**Aim of the exercise**
Keep the pictures out of your copy. Transcribe the records below exactly.

[Excerpts from a dataset]
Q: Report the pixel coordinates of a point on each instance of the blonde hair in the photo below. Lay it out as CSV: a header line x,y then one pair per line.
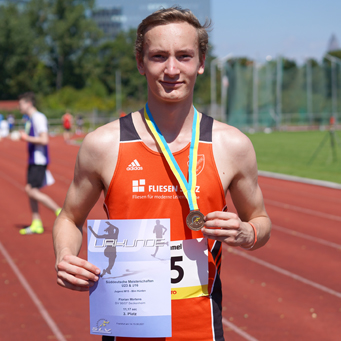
x,y
170,15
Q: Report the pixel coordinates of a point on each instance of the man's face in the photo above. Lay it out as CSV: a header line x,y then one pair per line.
x,y
171,62
24,106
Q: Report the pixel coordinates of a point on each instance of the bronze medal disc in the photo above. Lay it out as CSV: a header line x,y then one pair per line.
x,y
195,220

**The answer**
Q: Report the pixel coordinates of a point on each instance of the blonde hair in the photo below. Lay it out as CSV: a header line x,y then one pair per line.
x,y
170,15
Q: Report the pixel coordinates of a point on each instance of the man's face in the photo above. Lay it out as CSV: a header line x,y then one pair per line.
x,y
171,62
24,106
Q: Report the pixel coordinates of a point on each instance of the bronze medal disc in the photo above. Lay it out as CSV: a header line x,y then one pair per line.
x,y
195,220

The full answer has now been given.